Extract —
════════

# GP38-2 slowing in curves



## Steve G (Jan 28, 2009)

Hi All,

First timer here. I am trying to run a USA GP38-2 on an LGB starter set layout. The GP38 slows to a crawl with the lights shutting off in the curves. It doesn't pick up momentum again until completely out of the curved section. On the straights it does okay, but still not as well as I'd expect. St Aubin's thinks I have too small of curves but I see others here have run on the same size. 
My layout:

Approx. 10 x 10
5' diameter curves
LGB 50171 transformer

Let me know if any other info will help in addressing my concern. Thanks.


----------



## aceinspp (Jan 2, 2008)

Steve welcome to the forum. My guess is the power supply is not big enough to operate the train as USAT locos draw a lot of current when running the lights smoke and such. Are you sure of the curve size? To sharp and they can bind the loco also. Later RJD


----------



## Steve G (Jan 28, 2009)

Thanks. I am positive about the curve size. It came with the Pennsy Forney set. All my LGBs run smooth and nice on it. I have just encountered this problem when I purchased my GP38-2. Any idea how many amps I would require? I only plan on running a single engine with maybe a lighted caboose. Any cars (moste likely 3 or less) would be unlighted.


----------



## smcgill (Jan 2, 2008)

Yes it sounds like you need more POWER!!!!!!!
Just ask Tim the Tool man!


----------



## Randy Stone (Jan 2, 2008)

Hi Steve

When a locomotive is sitting on a straight pc of track, basically the only thing the motor has to over come to start moving is the weight of the locomotive and what ever it is pulling or pushing.

The electric motor or motors in the locomotive draw current/amps dependant on the load present.

When the locomotive enters a curved pc of track, the locomotive wants to go straight. The flanges on the wheels rub the inside of the outer rail of the curve and this guides the wheels around the curve. The flange of the wheel pressing against the rail causes friction and thus extra load on the electric motor. This causes the electric motor to draw more current/amps from the transformer.

Now, the tighter the radius or diameter of the curve is, the higher the friction will be and the higher the current/amp draw will be.

So, while the LGB starter set transformer may provide enough power to provide the current/amps to run the locomotive on straight track, the transformer most likely doesn't have enough power to provide the current/amps to supply the locomotive while under additional loading caused by the flange pressing against the rail.

Check the Current/Amp capacity of the transformer and then find out what the current/amp draw for the GP38-2 is.

Good Luck

Randy


----------



## Steve G (Jan 28, 2009)

Thanks Randy,

That makes sense. Unfortunately I am too much of a novice to know much about electricity. All I know about the transformer is what is printed on it:

Input 120VAC 60HZ
Output 20VAC 28VA

Does that answer the transformer capabilities? After googling, people refer to it as a 1 amp transformer.

I do not know what the power draw of the locomotive is. I have googled that, and can't find documentation, nor did my loco ship with any paperwork. 

Another concern I have, is the capacity of my wire to the track. It is LGB wire 51230 and it is listed as 2 x 1.5 mm squared. Should I be concerned about how many amps I run through that?


----------



## chuck n (Jan 2, 2008)

════════

Dataset —
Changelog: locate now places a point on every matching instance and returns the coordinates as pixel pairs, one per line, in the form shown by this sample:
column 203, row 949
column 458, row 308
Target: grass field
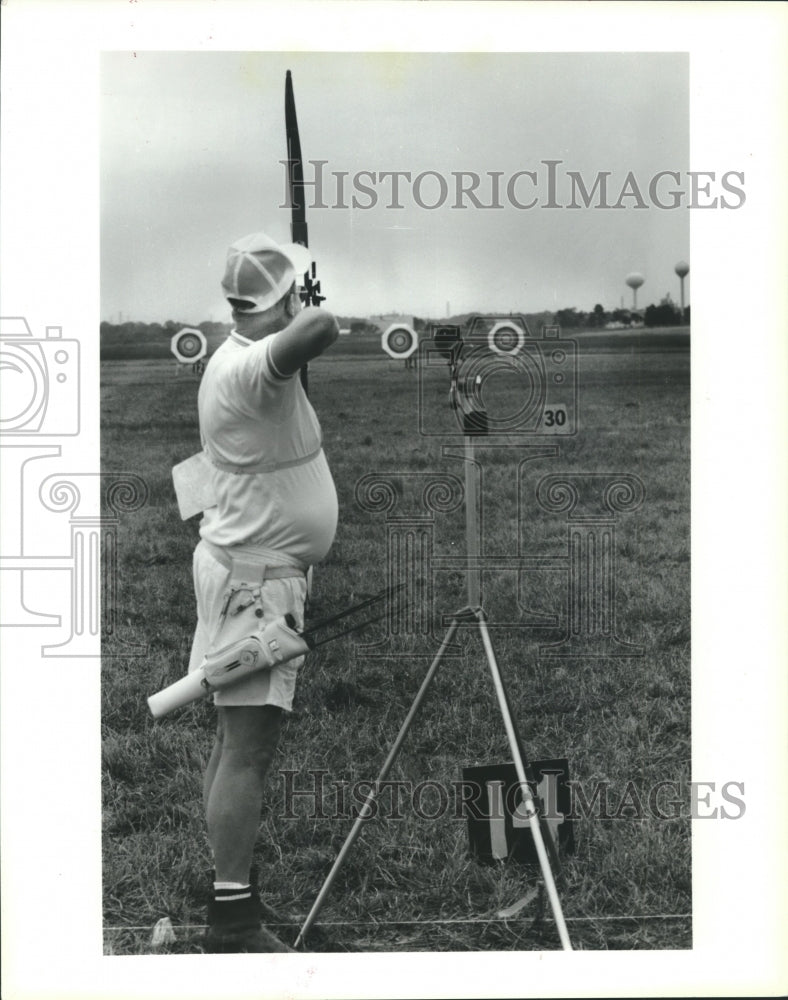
column 410, row 883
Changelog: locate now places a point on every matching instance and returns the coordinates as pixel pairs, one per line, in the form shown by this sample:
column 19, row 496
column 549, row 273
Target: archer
column 275, row 514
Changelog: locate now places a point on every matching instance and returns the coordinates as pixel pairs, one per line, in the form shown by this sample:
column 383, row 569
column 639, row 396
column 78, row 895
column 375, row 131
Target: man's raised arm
column 310, row 333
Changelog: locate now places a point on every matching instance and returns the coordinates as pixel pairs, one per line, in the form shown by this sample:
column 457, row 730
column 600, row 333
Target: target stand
column 472, row 615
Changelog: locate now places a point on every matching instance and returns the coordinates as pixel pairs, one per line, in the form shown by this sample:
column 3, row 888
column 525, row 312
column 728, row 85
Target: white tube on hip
column 276, row 643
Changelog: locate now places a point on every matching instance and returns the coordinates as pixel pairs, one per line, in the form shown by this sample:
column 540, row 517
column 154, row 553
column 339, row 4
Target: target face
column 189, row 345
column 506, row 338
column 400, row 341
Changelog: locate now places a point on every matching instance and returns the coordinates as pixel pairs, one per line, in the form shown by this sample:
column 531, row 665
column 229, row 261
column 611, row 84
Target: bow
column 310, row 290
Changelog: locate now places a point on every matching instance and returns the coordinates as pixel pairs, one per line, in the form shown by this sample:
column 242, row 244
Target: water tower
column 634, row 281
column 682, row 270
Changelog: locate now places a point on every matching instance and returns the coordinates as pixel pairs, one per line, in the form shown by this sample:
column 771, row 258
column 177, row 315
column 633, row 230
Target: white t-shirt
column 274, row 490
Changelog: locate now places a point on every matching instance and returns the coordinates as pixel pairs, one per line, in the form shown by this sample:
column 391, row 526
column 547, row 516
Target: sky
column 191, row 144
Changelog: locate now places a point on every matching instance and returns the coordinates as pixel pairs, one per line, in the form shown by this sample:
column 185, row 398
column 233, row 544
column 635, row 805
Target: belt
column 243, row 566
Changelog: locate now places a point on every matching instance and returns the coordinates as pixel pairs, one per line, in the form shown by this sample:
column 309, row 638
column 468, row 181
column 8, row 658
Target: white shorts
column 211, row 583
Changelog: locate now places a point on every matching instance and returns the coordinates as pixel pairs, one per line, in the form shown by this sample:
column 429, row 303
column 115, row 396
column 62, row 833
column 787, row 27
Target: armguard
column 276, row 643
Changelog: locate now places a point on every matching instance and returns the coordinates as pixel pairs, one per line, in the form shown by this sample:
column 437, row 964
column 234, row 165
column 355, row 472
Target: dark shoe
column 236, row 927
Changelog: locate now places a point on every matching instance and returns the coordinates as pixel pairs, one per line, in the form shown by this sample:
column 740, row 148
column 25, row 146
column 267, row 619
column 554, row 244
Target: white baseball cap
column 259, row 271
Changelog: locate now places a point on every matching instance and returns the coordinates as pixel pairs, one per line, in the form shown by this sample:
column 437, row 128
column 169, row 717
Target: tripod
column 473, row 614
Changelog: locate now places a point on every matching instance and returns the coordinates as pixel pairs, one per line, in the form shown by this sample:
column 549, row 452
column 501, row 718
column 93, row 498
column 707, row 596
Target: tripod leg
column 384, row 771
column 528, row 800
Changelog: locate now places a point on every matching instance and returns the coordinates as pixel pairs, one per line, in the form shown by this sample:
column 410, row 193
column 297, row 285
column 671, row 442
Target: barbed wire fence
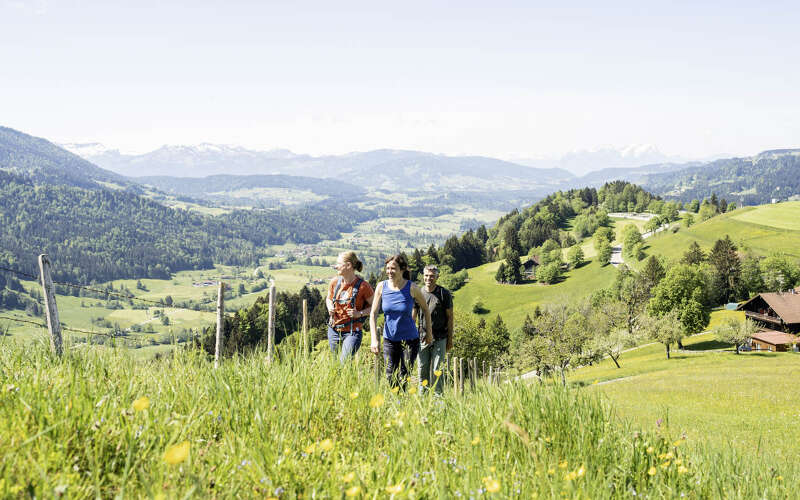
column 454, row 367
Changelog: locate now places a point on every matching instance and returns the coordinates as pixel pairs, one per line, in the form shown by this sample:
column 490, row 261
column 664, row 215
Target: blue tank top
column 397, row 306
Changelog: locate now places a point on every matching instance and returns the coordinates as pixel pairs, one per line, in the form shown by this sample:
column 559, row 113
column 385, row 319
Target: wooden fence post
column 305, row 327
column 220, row 322
column 53, row 324
column 271, row 324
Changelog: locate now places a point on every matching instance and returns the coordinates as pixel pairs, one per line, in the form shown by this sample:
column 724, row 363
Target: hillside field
column 700, row 393
column 100, row 424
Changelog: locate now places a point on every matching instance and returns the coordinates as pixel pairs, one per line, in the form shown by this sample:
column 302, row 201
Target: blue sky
column 511, row 79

════════

What is being asked — Continue the forum thread about the GP38-2 slowing in curves from where it stops.

Solved exercise —
The engine may be too large for the curved track that you are using. Are you sure you are using 5' diameter curves? LGB starter sets usually come with 4' diameter curves. Look on the back of your curved track and see if it is 1100 series or 1500 series. The 1100 is 4' diameter and the 1500 is 5'. In order to get the engine to run properly you will probably need larger diameter curves, 1600 (LGB) which is about 8' diameter. 

It doesn't sound like it's a transformer problem. There is a thermal circuit breaker on most LGB transformers. If the transformer is overloaded it will cut out completely and only restart when it cools down to close the switch. That engine has two motors unlike the forney which has only one. You will over load a starter powerpack with a two motor engine. It may take a while to heat up, but it will.

Chuck N


----------



## Steve G (Jan 28, 2009)

Thanks Chuck,

Sorry if I am a little slow, but what is your advice? Should I upgrade my power supply to a bridgewerks or something similiar? 

I am sure about the curves. I can't see the underside since they are nailed down, but I have 4' curves to compare with, and the ones on my layout are definately 5'.


----------



## lathroum (Jan 2, 2008)

OK... I am the KING of small curves... I run indoor... and for a while all I had was 4' diam curves...

Only this past year did I upgrade my outer loop to 6.5' Diam, and my inner loop to 5' Diam...

Sounds like a power issue to me... as I had no problems with my GP38-2, GP7/9, RS3, U25B on 4' diam Curves...
There are some mods that need to be made to keep from pulling cars off the tracks, but I have not found a 4 axle loco that
won't go around 4' diam curves... I'm not saying it looks pretty, but they will make it...

I have a few of the LGB starter packs, and they are grossly underpowered for anything but the locos they come with...I use them under the christmas tree only...

The Bachmann Starter packs are just as bad, if not worse... I use them to power the lights in my buildings... so I can dim/brighten them as I want...
They also make good paper weights.... and good fodder for kids science projects...

The Aristo starter packs are pretty good... I still use one on my inner loop...
I was just running a NW-2 and a GP7 doubleheaded... won't go too fast but it works with lights (no smoke)
It will overload if you try to go too fast, but I run more prototypical speeds through my layout... with one loco they are fine...

I suggest getting a larger power supply... buy something big/nice, you'll need it later anyway...

Philip


----------



## Steve G (Jan 28, 2009)

Thank you Philip, 

It is good to get confirmation that the curves aren't the problem. Did you catch my wire question a couple of posts back? I am considering the Bridgewerks mini mag. Thoughts?


----------



## aceinspp (Jan 2, 2008)

If your going to up grade the power supply then up grade the wiring also. I still would double check the cure of the track. Later RJD


----------



## Randy Stone (Jan 2, 2008)

Steve, I would upgrade the wire size also. I would use 12 gauge stranded wire. Bridge Works should be able to tell you what size wire to use also 

Just to let you know, I use a MRC 6200 Transformer rated at 60 VA 

Randy


----------



## Randy Stone (Jan 2, 2008)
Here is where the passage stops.